◆ **Written request**:
From the mailing-list message below, list every design option Jeni Tennison sets out.
begin Supplied passage
Re: CSV2RDF redraft from Jeni Tennison on 2014-03-26 (public-csv-wg@w3.org from March 2014)

From: Jeni Tennison <jeni@jenitennison.com>
Date: Wed, 26 Mar 2014 18:34:15 +0000
To: CSV on the Web Working Group <public-csv-wg@w3.org>, Andy Seaborne <andy@apache.org>
Message-ID: <etPan.53331da7.684a481a.a6b@jenit.local>
It’s a design choice. The options as I see them are:

  1. define a mapping that uses blank nodes for properties
  2. define a mapping that constructs a name for the properties using the column number
  3. say that the “label” annotation (which might come from embedded headers or from a metadata document) must be present for all columns for there to be any conversion to RDF

My feeling is that it’s more friendly to do #1 or #2 because it means that at least the RDF user can import the CSV as RDF into something on which they could then use CONSTRUCT statements or something to create something more meaningful.

Certainly I don’t think that there’s necessarily the same constraint in conversions to eg JSON or XML, but there might be a similar consideration in a mapping into tabular data frameworks (eg import into SQL database).

Jeni

------------------------------------------------------
From: Andy Seaborne andy@apache.org
Reply: Andy Seaborne andy@apache.org
Date: 26 March 2014 at 18:09:47
To: Jeni Tennison jeni@jenitennison.com, CSV on the Web Working Group public-csv-wg@w3.org
Subject:  Re: CSV2RDF redraft

> On 26/03/14 17:47, Jeni Tennison wrote:
> > Yes, it’s (unfortunately) common for CSV files to be published without headers. And  
> in some cases the best thing, because it helps people aggregate them together. See (from  
> our use cases document):
> >
> > http://w3c.github.io/csvw/use-cases-and-requirements/uganda_000000000005_monthly_stage2  
> > http://publicdata.landregistry.gov.uk/market-trend-data/price-paid-data/b/pp-monthly-update.txt  
> >
> > That second one is even from your use case!
end Supplied passage
begin Entries provided
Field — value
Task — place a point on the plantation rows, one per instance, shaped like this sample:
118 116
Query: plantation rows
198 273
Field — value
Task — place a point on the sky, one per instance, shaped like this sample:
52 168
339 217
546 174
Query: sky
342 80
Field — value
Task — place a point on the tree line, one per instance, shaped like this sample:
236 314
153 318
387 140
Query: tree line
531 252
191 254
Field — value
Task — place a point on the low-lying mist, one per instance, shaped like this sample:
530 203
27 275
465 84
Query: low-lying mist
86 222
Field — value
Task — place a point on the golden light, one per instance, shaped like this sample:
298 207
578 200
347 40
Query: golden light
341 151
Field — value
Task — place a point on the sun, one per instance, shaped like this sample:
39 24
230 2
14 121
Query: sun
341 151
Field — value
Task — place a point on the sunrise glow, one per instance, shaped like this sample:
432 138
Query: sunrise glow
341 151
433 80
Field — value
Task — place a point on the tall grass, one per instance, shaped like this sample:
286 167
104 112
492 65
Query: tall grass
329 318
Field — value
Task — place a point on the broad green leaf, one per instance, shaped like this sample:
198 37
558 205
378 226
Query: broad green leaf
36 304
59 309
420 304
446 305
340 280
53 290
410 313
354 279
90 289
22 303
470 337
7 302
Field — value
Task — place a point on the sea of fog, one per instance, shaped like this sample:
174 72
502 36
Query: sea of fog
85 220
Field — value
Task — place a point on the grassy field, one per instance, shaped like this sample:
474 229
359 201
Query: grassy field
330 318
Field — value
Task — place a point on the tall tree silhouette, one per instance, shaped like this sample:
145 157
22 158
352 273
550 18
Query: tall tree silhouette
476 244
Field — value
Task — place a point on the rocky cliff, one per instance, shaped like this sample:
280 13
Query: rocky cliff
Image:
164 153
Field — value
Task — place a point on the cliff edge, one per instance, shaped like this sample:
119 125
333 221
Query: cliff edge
end Entries provided
◆ **The result**:
1. Define a mapping that uses blank nodes for properties.
2. Define a mapping that constructs a name for the properties using the column number.
3. Say that the "label" annotation (which might come from embedded headers or from a metadata document) must be present for all columns for there to be any conversion to RDF.